## Datensätze zum Zeigen
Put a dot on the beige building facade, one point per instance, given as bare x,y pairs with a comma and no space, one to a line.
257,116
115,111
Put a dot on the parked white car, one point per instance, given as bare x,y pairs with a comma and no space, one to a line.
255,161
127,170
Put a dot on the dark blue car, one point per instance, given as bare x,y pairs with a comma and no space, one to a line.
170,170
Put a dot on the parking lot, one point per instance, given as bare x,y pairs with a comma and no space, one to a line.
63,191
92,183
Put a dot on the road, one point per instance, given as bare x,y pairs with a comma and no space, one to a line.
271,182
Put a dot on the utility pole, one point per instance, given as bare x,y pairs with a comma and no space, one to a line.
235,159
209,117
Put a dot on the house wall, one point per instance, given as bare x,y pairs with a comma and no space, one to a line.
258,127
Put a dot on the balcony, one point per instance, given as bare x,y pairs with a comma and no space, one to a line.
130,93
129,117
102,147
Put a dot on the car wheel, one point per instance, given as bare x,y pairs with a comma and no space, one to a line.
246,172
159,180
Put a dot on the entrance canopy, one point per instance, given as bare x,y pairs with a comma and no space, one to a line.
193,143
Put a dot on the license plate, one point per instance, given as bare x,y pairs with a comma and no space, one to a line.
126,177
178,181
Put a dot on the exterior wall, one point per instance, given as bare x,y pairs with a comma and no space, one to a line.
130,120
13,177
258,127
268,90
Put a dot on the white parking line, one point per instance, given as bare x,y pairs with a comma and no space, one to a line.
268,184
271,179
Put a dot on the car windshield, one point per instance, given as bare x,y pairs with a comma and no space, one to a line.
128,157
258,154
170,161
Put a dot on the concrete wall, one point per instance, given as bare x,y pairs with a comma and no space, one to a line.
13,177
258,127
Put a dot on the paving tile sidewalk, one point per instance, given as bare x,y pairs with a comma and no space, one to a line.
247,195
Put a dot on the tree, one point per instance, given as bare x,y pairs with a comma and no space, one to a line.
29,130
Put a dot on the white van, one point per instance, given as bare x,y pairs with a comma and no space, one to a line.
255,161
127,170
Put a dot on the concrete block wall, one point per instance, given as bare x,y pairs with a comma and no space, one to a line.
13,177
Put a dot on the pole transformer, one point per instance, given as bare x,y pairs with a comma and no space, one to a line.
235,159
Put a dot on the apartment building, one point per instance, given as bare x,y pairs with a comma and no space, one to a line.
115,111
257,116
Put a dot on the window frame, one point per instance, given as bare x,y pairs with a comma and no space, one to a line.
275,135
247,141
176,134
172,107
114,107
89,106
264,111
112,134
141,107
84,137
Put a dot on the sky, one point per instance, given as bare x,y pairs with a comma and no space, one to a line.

## Zu bearbeiten
Schreib bitte alles von der Zeile, die „Put a dot on the white van, one“ enthält, bis zur letzten Zeile oben Wort für Wort ab.

## Ergebnis
Put a dot on the white van, one point per instance, given as bare x,y pairs with a comma and no space, one to a line.
255,161
127,170
Put a dot on the concrete block wall, one point per instance, given as bare x,y pairs with a comma and no space, one to a line.
13,177
Put a dot on the pole transformer, one point per instance, given as bare x,y pairs with a comma and no space, one to a line.
235,159
Put a dot on the apartment building, one point per instance, given as bare x,y pairs with a comma and no space, one to a line.
115,111
257,116
Put a dot on the window frame, one point per instance, given as bare x,y pairs with a comma and no space, one to a line.
275,135
247,141
176,134
172,107
114,107
89,106
264,111
112,134
141,107
84,137
Put a dot on the sky, one point per instance, given as bare x,y pairs with a comma and no space, one to a line.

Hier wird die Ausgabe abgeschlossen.